**PROBLEM REQUIREMENTS**
Recast every line of the rows below as a Markdown table with two columns, No. and Line. Number the lines in order and omit any blank lines.

**Point annotation rows**

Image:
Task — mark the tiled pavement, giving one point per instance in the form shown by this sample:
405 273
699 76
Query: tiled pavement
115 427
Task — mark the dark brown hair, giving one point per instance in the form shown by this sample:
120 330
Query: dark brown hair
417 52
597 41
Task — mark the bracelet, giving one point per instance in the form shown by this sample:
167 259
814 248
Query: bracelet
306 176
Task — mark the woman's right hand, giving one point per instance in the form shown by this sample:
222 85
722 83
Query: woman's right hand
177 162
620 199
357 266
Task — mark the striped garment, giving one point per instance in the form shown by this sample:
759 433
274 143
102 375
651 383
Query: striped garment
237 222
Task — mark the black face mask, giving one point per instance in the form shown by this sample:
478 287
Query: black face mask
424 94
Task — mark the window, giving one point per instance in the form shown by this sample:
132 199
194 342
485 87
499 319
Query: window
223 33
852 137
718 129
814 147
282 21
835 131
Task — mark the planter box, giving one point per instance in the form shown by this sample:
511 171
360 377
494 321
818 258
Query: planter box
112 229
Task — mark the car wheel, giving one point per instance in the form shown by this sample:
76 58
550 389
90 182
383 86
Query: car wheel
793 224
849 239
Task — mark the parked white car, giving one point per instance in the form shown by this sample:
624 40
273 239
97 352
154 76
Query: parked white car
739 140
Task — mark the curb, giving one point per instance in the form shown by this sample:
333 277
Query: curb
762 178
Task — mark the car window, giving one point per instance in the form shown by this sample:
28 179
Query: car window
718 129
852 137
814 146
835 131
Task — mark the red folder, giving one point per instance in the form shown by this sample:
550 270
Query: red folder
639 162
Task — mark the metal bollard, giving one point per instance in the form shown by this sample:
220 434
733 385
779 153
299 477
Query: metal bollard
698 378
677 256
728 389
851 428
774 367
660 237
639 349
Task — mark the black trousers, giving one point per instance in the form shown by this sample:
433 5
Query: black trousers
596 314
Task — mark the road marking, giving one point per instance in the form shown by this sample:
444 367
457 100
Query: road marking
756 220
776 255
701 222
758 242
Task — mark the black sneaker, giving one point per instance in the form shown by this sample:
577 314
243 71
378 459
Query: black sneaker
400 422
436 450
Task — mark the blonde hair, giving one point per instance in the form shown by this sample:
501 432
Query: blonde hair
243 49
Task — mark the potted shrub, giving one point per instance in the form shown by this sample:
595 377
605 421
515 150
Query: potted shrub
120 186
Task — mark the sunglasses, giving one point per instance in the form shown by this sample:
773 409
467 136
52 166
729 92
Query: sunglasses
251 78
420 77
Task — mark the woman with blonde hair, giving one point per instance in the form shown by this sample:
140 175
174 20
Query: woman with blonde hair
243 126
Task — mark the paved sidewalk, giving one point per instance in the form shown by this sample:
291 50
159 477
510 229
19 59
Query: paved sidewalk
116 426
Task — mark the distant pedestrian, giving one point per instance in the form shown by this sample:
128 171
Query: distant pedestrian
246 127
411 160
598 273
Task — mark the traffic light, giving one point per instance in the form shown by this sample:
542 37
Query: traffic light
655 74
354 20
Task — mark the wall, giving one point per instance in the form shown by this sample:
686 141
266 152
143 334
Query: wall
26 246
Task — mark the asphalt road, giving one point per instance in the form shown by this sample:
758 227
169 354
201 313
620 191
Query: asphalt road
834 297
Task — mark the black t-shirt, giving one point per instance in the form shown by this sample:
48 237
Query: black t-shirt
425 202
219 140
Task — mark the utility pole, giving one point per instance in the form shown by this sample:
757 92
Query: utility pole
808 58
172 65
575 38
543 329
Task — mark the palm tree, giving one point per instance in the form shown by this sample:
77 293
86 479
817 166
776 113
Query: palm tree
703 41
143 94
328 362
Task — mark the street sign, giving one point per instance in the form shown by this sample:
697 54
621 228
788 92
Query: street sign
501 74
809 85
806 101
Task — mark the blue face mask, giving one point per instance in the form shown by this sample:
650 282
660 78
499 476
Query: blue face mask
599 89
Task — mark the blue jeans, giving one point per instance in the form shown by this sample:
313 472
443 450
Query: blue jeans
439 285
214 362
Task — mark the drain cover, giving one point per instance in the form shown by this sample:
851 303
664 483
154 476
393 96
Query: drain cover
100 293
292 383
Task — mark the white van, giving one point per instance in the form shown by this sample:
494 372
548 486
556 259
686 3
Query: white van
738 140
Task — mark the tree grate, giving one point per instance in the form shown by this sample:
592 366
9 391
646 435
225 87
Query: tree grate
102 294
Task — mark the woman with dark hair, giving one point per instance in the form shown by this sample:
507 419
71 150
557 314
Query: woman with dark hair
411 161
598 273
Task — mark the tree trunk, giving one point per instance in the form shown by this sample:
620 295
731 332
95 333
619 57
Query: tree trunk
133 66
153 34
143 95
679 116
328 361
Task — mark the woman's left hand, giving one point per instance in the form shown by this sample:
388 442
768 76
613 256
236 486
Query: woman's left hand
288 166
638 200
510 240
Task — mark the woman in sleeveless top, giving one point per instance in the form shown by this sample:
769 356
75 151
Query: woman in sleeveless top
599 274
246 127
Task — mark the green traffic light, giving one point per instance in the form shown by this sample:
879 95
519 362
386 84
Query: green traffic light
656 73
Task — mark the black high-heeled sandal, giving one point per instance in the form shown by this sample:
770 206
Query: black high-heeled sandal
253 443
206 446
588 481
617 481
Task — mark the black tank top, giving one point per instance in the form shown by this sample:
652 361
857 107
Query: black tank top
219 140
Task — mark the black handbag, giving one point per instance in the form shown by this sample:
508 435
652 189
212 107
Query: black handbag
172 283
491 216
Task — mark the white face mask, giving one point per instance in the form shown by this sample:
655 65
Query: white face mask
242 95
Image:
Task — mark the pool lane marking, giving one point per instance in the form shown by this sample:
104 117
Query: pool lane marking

**EXPECTED ANSWER**
| No. | Line |
|---|---|
| 1 | Image: |
| 2 | Task — mark the tiled pavement, giving one point per instance in the form shown by this sample: |
| 3 | 405 273 |
| 4 | 699 76 |
| 5 | Query: tiled pavement |
| 6 | 115 427 |
| 7 | Task — mark the dark brown hair, giving one point per instance in the form shown by this sample: |
| 8 | 120 330 |
| 9 | Query: dark brown hair |
| 10 | 417 52 |
| 11 | 597 41 |
| 12 | Task — mark the bracelet, giving one point per instance in the form shown by this sample: |
| 13 | 167 259 |
| 14 | 814 248 |
| 15 | Query: bracelet |
| 16 | 306 176 |
| 17 | Task — mark the woman's right hand, giving one point per instance in the form shown by this sample: |
| 18 | 222 85 |
| 19 | 722 83 |
| 20 | Query: woman's right hand |
| 21 | 177 162 |
| 22 | 620 199 |
| 23 | 357 266 |
| 24 | Task — mark the striped garment, giving one point per instance in the form shown by this sample: |
| 25 | 759 433 |
| 26 | 274 143 |
| 27 | 102 375 |
| 28 | 651 383 |
| 29 | Query: striped garment |
| 30 | 237 222 |
| 31 | Task — mark the black face mask, giving one point per instance in the form shown by this sample: |
| 32 | 478 287 |
| 33 | Query: black face mask |
| 34 | 424 94 |
| 35 | Task — mark the window, giving one point per instance in the form shown by this sample: |
| 36 | 132 199 |
| 37 | 194 342 |
| 38 | 485 87 |
| 39 | 499 319 |
| 40 | Query: window |
| 41 | 223 33 |
| 42 | 852 137 |
| 43 | 718 129 |
| 44 | 814 147 |
| 45 | 282 21 |
| 46 | 835 131 |
| 47 | Task — mark the planter box, giving one point per instance in the form shown by this sample: |
| 48 | 511 171 |
| 49 | 360 377 |
| 50 | 494 321 |
| 51 | 818 258 |
| 52 | Query: planter box |
| 53 | 112 229 |
| 54 | Task — mark the car wheel, giving one point per instance in the form shown by this sample: |
| 55 | 76 58 |
| 56 | 550 389 |
| 57 | 90 182 |
| 58 | 383 86 |
| 59 | Query: car wheel |
| 60 | 793 224 |
| 61 | 849 239 |
| 62 | Task — mark the parked white car, giving one point per instance in the form shown by this sample: |
| 63 | 624 40 |
| 64 | 273 239 |
| 65 | 97 352 |
| 66 | 154 76 |
| 67 | Query: parked white car |
| 68 | 739 140 |
| 69 | Task — mark the curb, giving one point per instance in the form shown by this sample: |
| 70 | 333 277 |
| 71 | Query: curb |
| 72 | 762 178 |
| 73 | Task — mark the car window, giving one point per instance in the form shown by this sample: |
| 74 | 28 179 |
| 75 | Query: car window |
| 76 | 718 129 |
| 77 | 852 137 |
| 78 | 814 146 |
| 79 | 835 131 |
| 80 | Task — mark the red folder, giving one point per instance in the form shown by this sample: |
| 81 | 550 270 |
| 82 | Query: red folder |
| 83 | 639 162 |
| 84 | Task — mark the metal bollard, giving one point per instance in the form shown by this sample: |
| 85 | 220 434 |
| 86 | 733 385 |
| 87 | 779 153 |
| 88 | 299 477 |
| 89 | Query: metal bollard |
| 90 | 698 378 |
| 91 | 677 256 |
| 92 | 728 389 |
| 93 | 851 428 |
| 94 | 774 367 |
| 95 | 660 237 |
| 96 | 639 349 |
| 97 | Task — mark the black trousers, giving one point per instance in the form shown by this sample: |
| 98 | 433 5 |
| 99 | Query: black trousers |
| 100 | 596 314 |
| 101 | Task — mark the road marking, giving one point per instance in the form shown by this sample: |
| 102 | 444 367 |
| 103 | 457 100 |
| 104 | Query: road marking |
| 105 | 756 220 |
| 106 | 776 255 |
| 107 | 701 222 |
| 108 | 758 242 |
| 109 | Task — mark the black sneaker, giving one point per instance in the form shown by this sample: |
| 110 | 577 314 |
| 111 | 243 71 |
| 112 | 378 459 |
| 113 | Query: black sneaker |
| 114 | 400 422 |
| 115 | 436 450 |
| 116 | Task — mark the blonde hair, giving one point per instance in the form shown by this sample: |
| 117 | 501 432 |
| 118 | Query: blonde hair |
| 119 | 243 49 |
| 120 | Task — mark the potted shrub, giving one point per instance in the form shown by this sample: |
| 121 | 595 377 |
| 122 | 605 421 |
| 123 | 515 150 |
| 124 | Query: potted shrub |
| 125 | 120 186 |
| 126 | Task — mark the sunglasses, giving one point per instance in the form shown by this sample: |
| 127 | 773 409 |
| 128 | 467 136 |
| 129 | 52 166 |
| 130 | 729 92 |
| 131 | Query: sunglasses |
| 132 | 251 78 |
| 133 | 420 77 |
| 134 | Task — mark the woman with blonde hair, giving one point per instance in the form shown by this sample: |
| 135 | 140 175 |
| 136 | 174 20 |
| 137 | Query: woman with blonde hair |
| 138 | 243 126 |
| 139 | Task — mark the paved sidewalk, giving one point per instance in the form shown by this sample: |
| 140 | 291 50 |
| 141 | 159 477 |
| 142 | 510 229 |
| 143 | 19 59 |
| 144 | Query: paved sidewalk |
| 145 | 116 426 |
| 146 | Task — mark the distant pedestrian, giving one point per instance in the form shown by this sample: |
| 147 | 128 171 |
| 148 | Query: distant pedestrian |
| 149 | 246 127 |
| 150 | 411 160 |
| 151 | 598 273 |
| 152 | Task — mark the traffic light, giving one point per instance in the form shown by this sample: |
| 153 | 542 37 |
| 154 | Query: traffic light |
| 155 | 655 74 |
| 156 | 354 20 |
| 157 | Task — mark the wall, giving one point per instance in the form shown by this sample: |
| 158 | 686 141 |
| 159 | 266 152 |
| 160 | 143 334 |
| 161 | Query: wall |
| 162 | 26 246 |
| 163 | Task — mark the asphalt road, giving one point per instance in the form shown by this sample: |
| 164 | 758 227 |
| 165 | 169 354 |
| 166 | 201 313 |
| 167 | 620 191 |
| 168 | Query: asphalt road |
| 169 | 834 297 |
| 170 | Task — mark the black t-shirt, giving one point per instance in the form shown by this sample: |
| 171 | 48 237 |
| 172 | Query: black t-shirt |
| 173 | 425 202 |
| 174 | 219 140 |
| 175 | Task — mark the utility pole, giving one point per instance in the form shown by this sample: |
| 176 | 757 92 |
| 177 | Query: utility pole |
| 178 | 808 58 |
| 179 | 172 65 |
| 180 | 575 38 |
| 181 | 543 329 |
| 182 | Task — mark the palm tree, giving one point per instance in the form shown by this sample: |
| 183 | 77 293 |
| 184 | 86 479 |
| 185 | 817 166 |
| 186 | 776 113 |
| 187 | Query: palm tree |
| 188 | 703 41 |
| 189 | 143 94 |
| 190 | 328 362 |
| 191 | Task — mark the street sign, giving one point per instance in the form shown by this sample: |
| 192 | 697 54 |
| 193 | 621 228 |
| 194 | 788 92 |
| 195 | Query: street sign |
| 196 | 501 74 |
| 197 | 809 85 |
| 198 | 806 101 |
| 199 | Task — mark the blue face mask, giving one point per instance in the form shown by this sample: |
| 200 | 650 282 |
| 201 | 660 78 |
| 202 | 499 476 |
| 203 | Query: blue face mask |
| 204 | 599 89 |
| 205 | Task — mark the blue jeans, giving one point per instance in the form shown by this sample: |
| 206 | 313 472 |
| 207 | 443 450 |
| 208 | Query: blue jeans |
| 209 | 439 285 |
| 210 | 214 362 |
| 211 | Task — mark the drain cover, giving one point per instance in the form shown by this sample: |
| 212 | 851 303 |
| 213 | 664 483 |
| 214 | 154 476 |
| 215 | 393 96 |
| 216 | Query: drain cover |
| 217 | 100 293 |
| 218 | 292 383 |
| 219 | Task — mark the white van, giving one point per instance in the form shown by this sample: |
| 220 | 494 372 |
| 221 | 548 486 |
| 222 | 556 259 |
| 223 | 686 3 |
| 224 | Query: white van |
| 225 | 738 140 |
| 226 | Task — mark the tree grate, giving one point per instance in the form shown by this sample: |
| 227 | 592 366 |
| 228 | 9 391 |
| 229 | 646 435 |
| 230 | 225 87 |
| 231 | Query: tree grate |
| 232 | 102 294 |
| 233 | Task — mark the woman with dark hair, giving one point per instance in the form shown by this sample: |
| 234 | 507 419 |
| 235 | 71 150 |
| 236 | 557 314 |
| 237 | Query: woman with dark hair |
| 238 | 411 161 |
| 239 | 598 273 |
| 240 | Task — mark the tree trunk, giving one point per instance in the form shown by this sample: |
| 241 | 620 295 |
| 242 | 731 332 |
| 243 | 95 333 |
| 244 | 619 57 |
| 245 | Query: tree trunk |
| 246 | 133 66 |
| 247 | 153 34 |
| 248 | 143 95 |
| 249 | 679 116 |
| 250 | 328 361 |
| 251 | Task — mark the woman's left hand, giving one point per instance in the form shown by this sample: |
| 252 | 388 442 |
| 253 | 768 76 |
| 254 | 613 256 |
| 255 | 236 486 |
| 256 | Query: woman's left hand |
| 257 | 288 166 |
| 258 | 638 200 |
| 259 | 510 240 |
| 260 | Task — mark the woman in sleeveless top, giving one point per instance in the form shown by this sample: |
| 261 | 769 356 |
| 262 | 75 151 |
| 263 | Query: woman in sleeveless top |
| 264 | 599 274 |
| 265 | 246 127 |
| 266 | Task — mark the green traffic light, giving one point per instance in the form shown by this sample: |
| 267 | 879 95 |
| 268 | 519 362 |
| 269 | 386 84 |
| 270 | Query: green traffic light |
| 271 | 656 73 |
| 272 | Task — mark the black high-heeled sandal, giving one point per instance in the form shown by this sample: |
| 273 | 770 206 |
| 274 | Query: black high-heeled sandal |
| 275 | 253 443 |
| 276 | 206 446 |
| 277 | 588 481 |
| 278 | 617 481 |
| 279 | Task — mark the black tank top, giving one point per instance in the form shown by this sample: |
| 280 | 652 361 |
| 281 | 857 107 |
| 282 | Query: black tank top |
| 283 | 219 140 |
| 284 | Task — mark the black handbag, giving one point per instance in the form shown by this sample: |
| 285 | 508 435 |
| 286 | 652 189 |
| 287 | 212 107 |
| 288 | Query: black handbag |
| 289 | 172 283 |
| 290 | 491 216 |
| 291 | Task — mark the white face mask, giving one point per instance in the form shown by this sample: |
| 292 | 655 65 |
| 293 | Query: white face mask |
| 294 | 242 95 |
| 295 | Image: |
| 296 | Task — mark the pool lane marking, giving one point per instance in the form shown by this sample: |
| 297 | 104 117 |
| 298 | Query: pool lane marking |